This can result in the need to continuously monitor potentially tens of thousands of data sets in an attempt to spot anomalies before they become issues. It is usually impossible – and always impractical and financially non-viable – to scale human effort up to the level needed to monitor all the KPIs.

Traditionally, fixed thresholds have been used to monitor both KPIs that directly impact the customer experience (such as throughput rates), as well as other KPIs, like signal strength, that can indicate other issues in the network – issues that may not be directly detectable by users, but which may eventually result in a performance hit that they will notice.

Modern systems that incorporate advanced AI and ML offer us the opportunity for a better solution that utilizes adaptive monitoring rather than fixed thresholds. This will lead to improved responsiveness and increased quality, resulting in improved customer satisfaction and retention.

Utilizing AI and ML to continuously monitor KPIs

Elisa Polystar provides a fully automated first-line network operations center – Virtual NOC. One feature of the Virtual NOC is an AI-powered anomaly detection algorithm that issues “performance alarms This is in contrast to equipment-level alarms, which are mostly triggered by hardware or software faults. Equipment alarms can also be triggered by breaches of some performance thresholds, but the criteria are static. These performance alarms are generated by the ML Engine anomaly detection routine, which continuously monitors a set of defined KPIs. This provides a more flexible and granular way of monitoring performance, based on detecting the point at which something changes and begins to degrade, rather than performance values that simply cross a fixed threshold.

• Data shown:

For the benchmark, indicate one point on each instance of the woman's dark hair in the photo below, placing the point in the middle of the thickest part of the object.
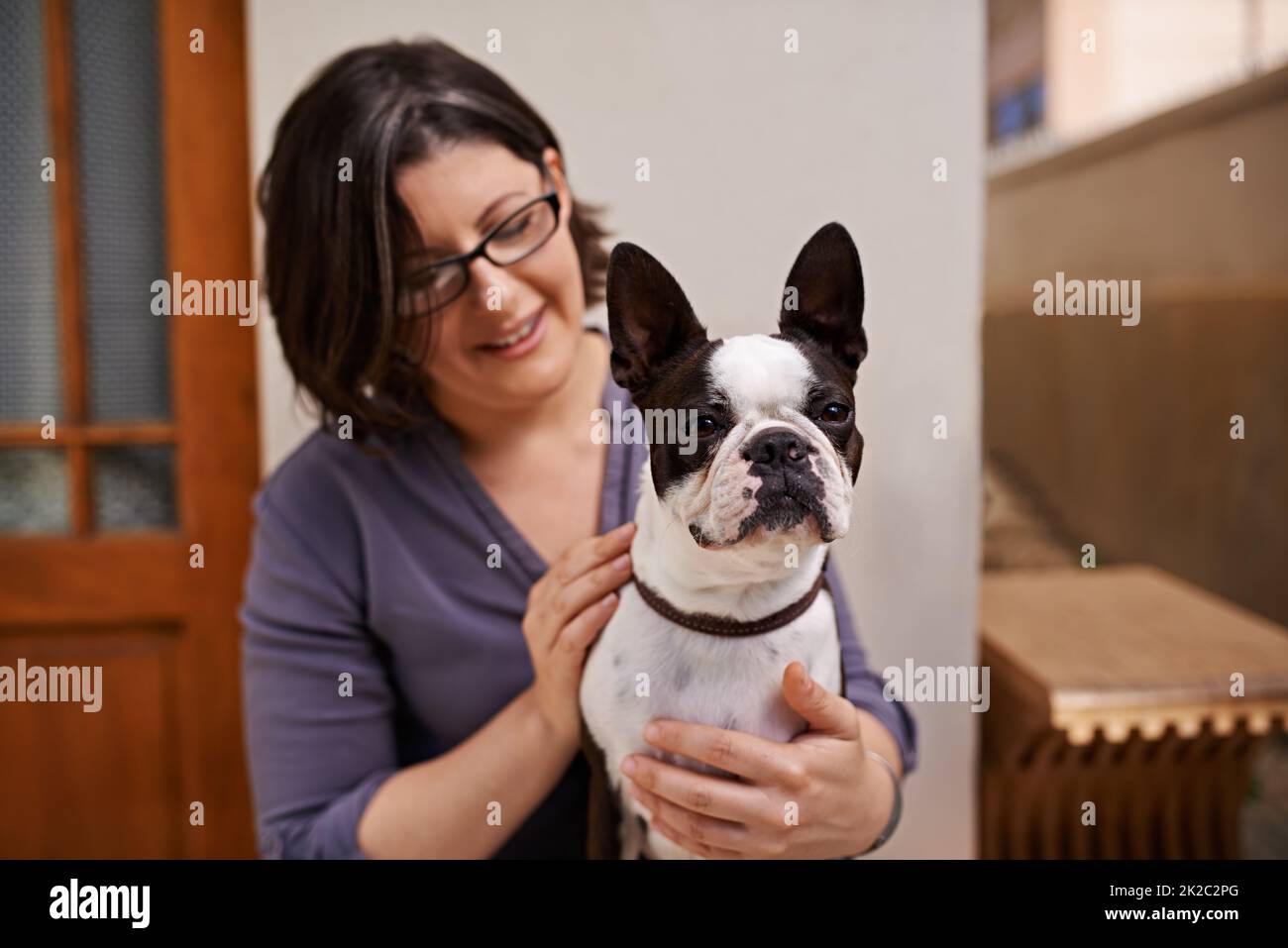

• Stated problem A:
Answer these questions using the passage on network KPI monitoring:
(i) Which KPI is given as an example of one that directly impacts the customer experience?
(ii) What is the fully automated first-line network operations center from Elisa Polystar called?
(iii) What mostly triggers equipment-level alarms?
• Stated problem B: Write the next few sentences of the passage on network KPI monitoring.
The lines are not needed for any of this.

• Task response A:
(i) Throughput rates.
(ii) Virtual NOC.
(iii) Hardware or software faults.

• Task response B:
The goal is to spot gradual increases or decreases in trends that may otherwise go unnoticed, or sudden and sustained step changes. This is achieved by training an ML algorithm with historical data presented as time series. The ML uses an anomaly detection method based on statistical change point detection, which is a proven method for identifying these kinds of anomalies and is trained with real-world historical network data.

The result is a general method for detecting anomalies in a variety of different KPIs that network operators want to supervise – a method that is capable of identifying clear changes in trends, whether they are gradual or sudden.

Benefits of ML-powered performance alarms

So, what are the benefits that artificial intelligence and machine learning bring? They can provide early warning of issues that will result in degraded performance levels that could lead to users experiencing poor service. They can detect issues that are not directly related to hardware and software faults. And they can help identify the root causes of issues.

Once the ML algorithm is properly configured and trained and its parameters have been tuned, it can continuously monitor a selected set of relevant KPIs network-wide and look for degraded performance based on observed changes rather than fixed thresholds. This is based on statistical modelling, which allows the system to see the point at which things start to change for the worse rather than waiting until it becomes obvious to the users of the network.

There is also the potential for using ML algorithms to make forecasts, predicting issues before they start to occur.

Added value for network operators

Utilizing a system like this means that we can detect anomalous performance immediately – within minutes or even seconds – and potentially react straight away, rather than waiting for a threshold to be passed or for a customer to submit a complaint. Operators can identify issues and proactively resolve them before they impact the customer experience – before the customers start complaining or think about switching operators.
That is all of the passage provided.